(Point annotation dataset records)
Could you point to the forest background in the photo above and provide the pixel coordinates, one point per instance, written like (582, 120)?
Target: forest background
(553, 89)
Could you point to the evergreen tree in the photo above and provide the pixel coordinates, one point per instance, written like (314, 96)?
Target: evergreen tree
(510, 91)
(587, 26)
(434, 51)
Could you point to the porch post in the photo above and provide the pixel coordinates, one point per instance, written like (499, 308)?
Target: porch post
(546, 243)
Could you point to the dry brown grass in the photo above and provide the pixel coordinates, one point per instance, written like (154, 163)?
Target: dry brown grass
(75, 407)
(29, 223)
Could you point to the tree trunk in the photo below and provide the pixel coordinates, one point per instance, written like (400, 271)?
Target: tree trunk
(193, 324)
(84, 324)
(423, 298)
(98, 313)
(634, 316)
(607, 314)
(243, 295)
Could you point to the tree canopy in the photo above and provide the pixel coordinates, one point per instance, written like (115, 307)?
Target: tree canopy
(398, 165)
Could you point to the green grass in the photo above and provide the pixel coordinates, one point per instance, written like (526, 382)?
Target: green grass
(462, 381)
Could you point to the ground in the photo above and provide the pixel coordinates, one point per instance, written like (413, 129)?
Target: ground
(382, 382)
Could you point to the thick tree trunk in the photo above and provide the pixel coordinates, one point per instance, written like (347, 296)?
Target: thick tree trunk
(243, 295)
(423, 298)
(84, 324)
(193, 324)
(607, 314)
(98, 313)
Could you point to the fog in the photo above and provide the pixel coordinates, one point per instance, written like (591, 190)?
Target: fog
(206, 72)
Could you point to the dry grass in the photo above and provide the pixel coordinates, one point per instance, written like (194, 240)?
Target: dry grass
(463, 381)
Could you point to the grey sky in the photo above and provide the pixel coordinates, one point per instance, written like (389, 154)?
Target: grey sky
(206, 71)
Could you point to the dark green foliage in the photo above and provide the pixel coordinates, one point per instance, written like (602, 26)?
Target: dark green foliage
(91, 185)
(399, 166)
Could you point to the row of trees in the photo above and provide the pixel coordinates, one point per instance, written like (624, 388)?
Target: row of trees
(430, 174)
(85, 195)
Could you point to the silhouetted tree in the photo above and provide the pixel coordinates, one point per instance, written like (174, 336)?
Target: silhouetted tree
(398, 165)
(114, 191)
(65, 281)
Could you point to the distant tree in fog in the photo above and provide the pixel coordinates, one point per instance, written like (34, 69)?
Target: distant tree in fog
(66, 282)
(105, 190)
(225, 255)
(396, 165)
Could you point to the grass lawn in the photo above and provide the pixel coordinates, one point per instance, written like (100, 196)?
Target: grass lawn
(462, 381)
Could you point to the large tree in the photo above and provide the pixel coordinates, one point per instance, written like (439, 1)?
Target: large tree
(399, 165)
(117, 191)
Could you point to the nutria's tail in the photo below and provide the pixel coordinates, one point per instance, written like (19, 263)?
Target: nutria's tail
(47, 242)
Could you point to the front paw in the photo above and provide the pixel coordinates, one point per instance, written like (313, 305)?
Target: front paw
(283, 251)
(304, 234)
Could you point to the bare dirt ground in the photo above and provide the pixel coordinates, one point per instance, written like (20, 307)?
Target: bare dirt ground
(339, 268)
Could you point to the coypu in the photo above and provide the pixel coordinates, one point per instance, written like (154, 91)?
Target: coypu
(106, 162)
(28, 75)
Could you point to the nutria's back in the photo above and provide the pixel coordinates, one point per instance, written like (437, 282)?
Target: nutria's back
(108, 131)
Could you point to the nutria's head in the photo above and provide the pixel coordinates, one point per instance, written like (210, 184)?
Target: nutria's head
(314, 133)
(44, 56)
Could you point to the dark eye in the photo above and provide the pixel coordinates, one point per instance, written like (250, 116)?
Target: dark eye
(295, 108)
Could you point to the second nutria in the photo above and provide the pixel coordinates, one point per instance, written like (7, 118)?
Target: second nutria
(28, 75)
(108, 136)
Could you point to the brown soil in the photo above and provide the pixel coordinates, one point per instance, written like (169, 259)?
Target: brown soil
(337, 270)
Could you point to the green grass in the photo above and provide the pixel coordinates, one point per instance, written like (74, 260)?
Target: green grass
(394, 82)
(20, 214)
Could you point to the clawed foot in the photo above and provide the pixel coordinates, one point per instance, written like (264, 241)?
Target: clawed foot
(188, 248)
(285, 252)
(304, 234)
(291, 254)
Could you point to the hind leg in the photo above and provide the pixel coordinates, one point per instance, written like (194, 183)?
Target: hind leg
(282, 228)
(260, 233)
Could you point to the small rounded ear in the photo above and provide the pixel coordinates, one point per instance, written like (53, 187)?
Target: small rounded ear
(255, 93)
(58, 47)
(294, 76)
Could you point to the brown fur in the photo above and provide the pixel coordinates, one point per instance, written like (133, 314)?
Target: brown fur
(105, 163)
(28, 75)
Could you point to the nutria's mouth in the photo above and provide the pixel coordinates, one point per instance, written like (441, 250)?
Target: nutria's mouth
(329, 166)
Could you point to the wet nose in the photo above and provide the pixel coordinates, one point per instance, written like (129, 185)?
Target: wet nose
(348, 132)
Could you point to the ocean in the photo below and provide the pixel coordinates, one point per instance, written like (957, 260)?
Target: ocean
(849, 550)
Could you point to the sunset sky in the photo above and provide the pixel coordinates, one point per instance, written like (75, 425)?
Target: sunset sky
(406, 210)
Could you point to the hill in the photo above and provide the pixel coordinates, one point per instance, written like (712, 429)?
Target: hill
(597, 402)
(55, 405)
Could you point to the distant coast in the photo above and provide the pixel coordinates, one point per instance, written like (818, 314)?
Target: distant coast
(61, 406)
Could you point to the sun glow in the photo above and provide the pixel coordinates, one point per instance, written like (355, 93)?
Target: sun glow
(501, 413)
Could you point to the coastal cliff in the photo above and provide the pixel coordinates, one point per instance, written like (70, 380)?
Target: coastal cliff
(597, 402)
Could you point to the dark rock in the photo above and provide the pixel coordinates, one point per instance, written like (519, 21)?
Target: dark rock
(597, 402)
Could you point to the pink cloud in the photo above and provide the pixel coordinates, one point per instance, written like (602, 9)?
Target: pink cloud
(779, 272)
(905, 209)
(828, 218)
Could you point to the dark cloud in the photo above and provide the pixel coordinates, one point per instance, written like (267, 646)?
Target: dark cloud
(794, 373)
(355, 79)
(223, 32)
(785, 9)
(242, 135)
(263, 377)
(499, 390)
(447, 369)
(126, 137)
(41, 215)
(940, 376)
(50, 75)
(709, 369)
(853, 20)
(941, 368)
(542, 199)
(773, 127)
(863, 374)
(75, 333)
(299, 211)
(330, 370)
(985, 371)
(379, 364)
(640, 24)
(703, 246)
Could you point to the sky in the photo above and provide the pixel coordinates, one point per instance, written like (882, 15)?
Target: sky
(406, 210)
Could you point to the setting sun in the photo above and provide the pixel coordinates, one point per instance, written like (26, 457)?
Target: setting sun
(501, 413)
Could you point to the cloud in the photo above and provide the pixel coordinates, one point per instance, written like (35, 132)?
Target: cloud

Exercise aim: Output the records verbatim, from the first line to the last.

Full output:
Could you point to the forest background in the photo above and provide the pixel coordinates, one point per instance, written like (582, 120)?
Target: forest background
(553, 89)
Could you point to the evergreen tree in the photo above and provide the pixel coordinates, one point per instance, written like (314, 96)?
Target: evergreen tree
(510, 91)
(587, 26)
(434, 51)
Could you point to the porch post in the photo above and provide the pixel coordinates, one point per instance, written like (499, 308)?
Target: porch post
(546, 243)
Could you point to the dry brown grass in the photo above and provide the pixel coordinates, one point per instance, written like (154, 163)?
Target: dry brown grass
(75, 407)
(29, 223)
Could you point to the tree trunk in the photo below and provide the pixel coordinates, one point per instance, written like (400, 271)?
Target: tree trunk
(193, 324)
(84, 324)
(423, 298)
(98, 313)
(634, 316)
(607, 314)
(243, 295)
Could you point to the tree canopy in the photo above and provide the pixel coordinates, one point per instance, written like (115, 307)?
Target: tree canopy
(398, 165)
Could you point to the green grass in the photo above and provide the pixel coordinates, one point per instance, written like (526, 382)?
Target: green grass
(462, 381)
Could you point to the ground in the photo above and provide the pixel coordinates, one point per instance, written like (413, 129)?
Target: ground
(382, 382)
Could you point to the thick tree trunk in the photo above and provide the pixel coordinates, one point per instance, written like (347, 296)?
Target: thick tree trunk
(243, 295)
(423, 298)
(84, 324)
(193, 324)
(607, 314)
(98, 313)
Could you point to the fog in the photo above and provide the pixel coordinates, one point per instance, written like (591, 190)?
Target: fog
(206, 72)
Could you point to the dry grass in the photo above and provide the pixel coordinates, one point per instance, written like (194, 240)?
Target: dry grass
(463, 381)
Could you point to the grey sky in the photo above and provide the pixel coordinates, one point per instance, written like (389, 154)?
Target: grey sky
(206, 71)
Could you point to the dark green foliage in the photo above and provide the pixel coordinates, one point per instance, written like (602, 26)?
Target: dark green foliage
(91, 185)
(399, 166)
Could you point to the row of trees in the photo above and provide the pixel coordinates, one point per instance, written like (624, 388)?
Target: row of trees
(430, 174)
(85, 195)
Could you point to the silhouetted tree in the photo above and provide the pixel coordinates, one point per instance, written like (174, 336)?
Target: silhouetted tree
(398, 165)
(114, 191)
(65, 281)
Could you point to the distant tree in fog in the photo above and provide the pixel coordinates, one point per instance, written like (34, 69)?
Target: distant tree in fog
(66, 282)
(105, 190)
(225, 255)
(396, 165)
Could you point to the grass lawn in the photo above and provide the pixel coordinates, one point per instance, written like (100, 196)?
Target: grass lawn
(462, 381)
Could you point to the large tree in the photo above and provide the pixel coordinates, one point per instance, written like (439, 1)?
Target: large tree
(399, 165)
(117, 191)
Could you point to the nutria's tail in the photo below and provide the pixel coordinates, one point per instance, written like (19, 263)?
Target: nutria's tail
(47, 242)
Could you point to the front paw in the photo above and provide the pixel coordinates, one point per instance, written like (313, 305)?
Target: front paw
(283, 251)
(304, 234)
Could you point to the bare dirt ground in the photo above and provide the pixel coordinates, one point per instance, written like (20, 307)?
Target: bare dirt ground
(339, 268)
Could you point to the coypu in the photo above and provide the pixel coordinates, one point per instance, written like (154, 91)?
Target: coypu
(106, 162)
(28, 75)
Could you point to the nutria's back in the photo above and provide the pixel coordinates, one point per instance, written like (437, 282)?
Target: nutria's back
(108, 131)
Could you point to the nutria's head in the photo above and provide the pixel coordinates, one point per instance, written like (210, 184)?
Target: nutria's head
(314, 133)
(44, 56)
Could you point to the dark eye in the photo above and provide the pixel coordinates, one point per instance, written like (250, 116)?
Target: dark eye
(295, 108)
Could you point to the second nutria in the photo above and provide the pixel coordinates, one point per instance, written like (7, 118)?
Target: second nutria
(28, 75)
(108, 136)
Could you point to the brown soil in the photo above and provide the pixel coordinates, one point per instance, written like (169, 259)?
Target: brown soil
(337, 270)
Could you point to the green grass in the photo above and provide the pixel coordinates, one point per instance, written like (74, 260)?
Target: green grass
(394, 82)
(20, 214)
Could you point to the clawed foot in the photo above and provide the pixel coordinates, one point per instance, written like (264, 241)?
Target: clawed foot
(188, 248)
(285, 252)
(304, 234)
(291, 254)
Could you point to the hind leg in the photo above and provide the pixel coordinates, one point per instance, written like (194, 183)?
Target: hind leg
(282, 228)
(260, 233)
Could you point to the small rounded ear in the photo above and provide the pixel coordinates, one point per instance, written like (53, 187)?
Target: small rounded ear
(255, 93)
(58, 47)
(294, 76)
Could you point to the brown fur in the photo above and provide the pixel coordinates, one point per instance, written like (133, 314)?
Target: brown fur
(105, 163)
(28, 75)
Could you point to the nutria's mouth in the photo above and provide the pixel coordinates, one point per instance, written like (441, 250)?
Target: nutria's mouth
(329, 166)
Could you point to the wet nose in the photo above and provide the pixel coordinates, one point per instance, written like (129, 185)?
Target: wet nose
(348, 132)
Could you point to the ocean in the photo below and provide the pixel coordinates, one point per instance, written like (957, 260)?
Target: ocean
(849, 550)
Could you point to the sunset sky in the photo above and provide the pixel coordinates, one point per instance, written like (75, 425)?
Target: sunset sky
(406, 210)
Could you point to the hill in the photo above and provide the pixel coordinates, one point per instance, written like (712, 429)?
Target: hill
(597, 402)
(55, 405)
Could you point to the distant coast in the photo above and provide the pixel coordinates, one point per instance, written like (818, 314)?
Target: distant coast
(61, 406)
Could you point to the sun glow in the photo above and provide the pixel coordinates, one point per instance, written like (355, 93)?
Target: sun glow
(501, 413)
Could you point to the coastal cliff in the photo above and provide the pixel coordinates, one point per instance, written like (70, 380)?
Target: coastal cliff
(597, 402)
Could you point to the dark rock in the photo above and provide the pixel coordinates, one point per instance, written like (519, 21)?
Target: dark rock
(597, 402)
Could you point to the pink cloud in the photo above and provide the pixel coordinates, one point per instance, written like (602, 9)?
Target: pink cloud
(779, 272)
(905, 209)
(828, 218)
Could you point to the dark cloud in the photo above and provide the pixel coordinates, one point per instance, written like (267, 646)?
Target: dark cloud
(794, 373)
(355, 79)
(223, 32)
(785, 9)
(242, 135)
(263, 377)
(499, 390)
(447, 369)
(126, 137)
(41, 215)
(940, 376)
(50, 75)
(709, 369)
(853, 20)
(941, 368)
(542, 199)
(773, 127)
(863, 374)
(75, 333)
(299, 211)
(330, 370)
(985, 371)
(379, 364)
(640, 24)
(703, 246)
Could you point to the sky in the photo above and provide the pixel coordinates, one point per instance, written like (882, 15)?
Target: sky
(406, 210)
Could you point to the setting sun in the photo above and provide the pixel coordinates, one point per instance, written like (26, 457)?
Target: setting sun
(501, 413)
Could you point to the cloud in the photo above and provide the pixel coordinates, one point per instance, written like (35, 132)?
Target: cloud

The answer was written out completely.